Return every line of the material below without any change, leaving out the pictures.

◆ ◆ ◆

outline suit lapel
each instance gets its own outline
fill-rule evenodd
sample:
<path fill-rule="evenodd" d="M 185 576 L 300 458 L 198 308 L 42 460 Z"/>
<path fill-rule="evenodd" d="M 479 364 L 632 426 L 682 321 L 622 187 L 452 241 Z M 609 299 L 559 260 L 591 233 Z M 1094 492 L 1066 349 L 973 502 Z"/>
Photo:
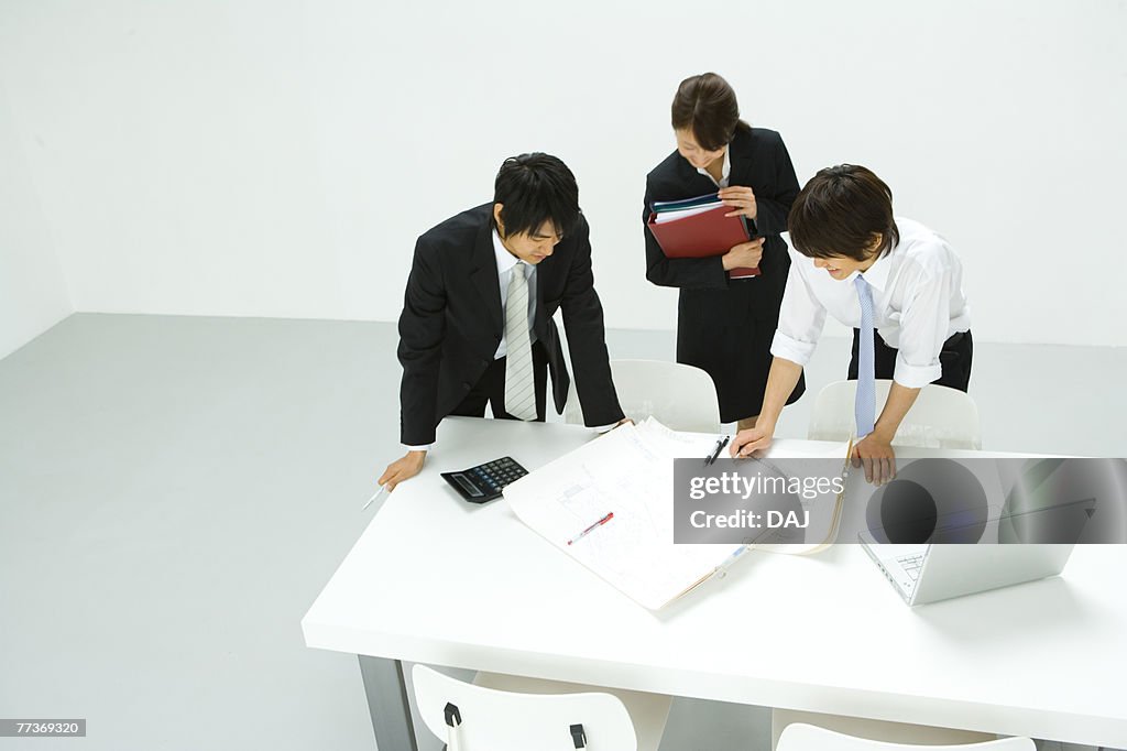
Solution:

◆ ◆ ◆

→ WRITTEN RESPONSE:
outline suit lapel
each instance gets its own outline
fill-rule evenodd
sample:
<path fill-rule="evenodd" d="M 185 576 L 300 458 L 198 308 L 42 460 Z"/>
<path fill-rule="evenodd" d="M 479 364 L 632 426 L 682 321 L 622 187 L 452 241 Z M 609 299 L 559 260 L 591 233 Z M 1094 492 L 1066 349 L 973 502 Z"/>
Photo:
Solution:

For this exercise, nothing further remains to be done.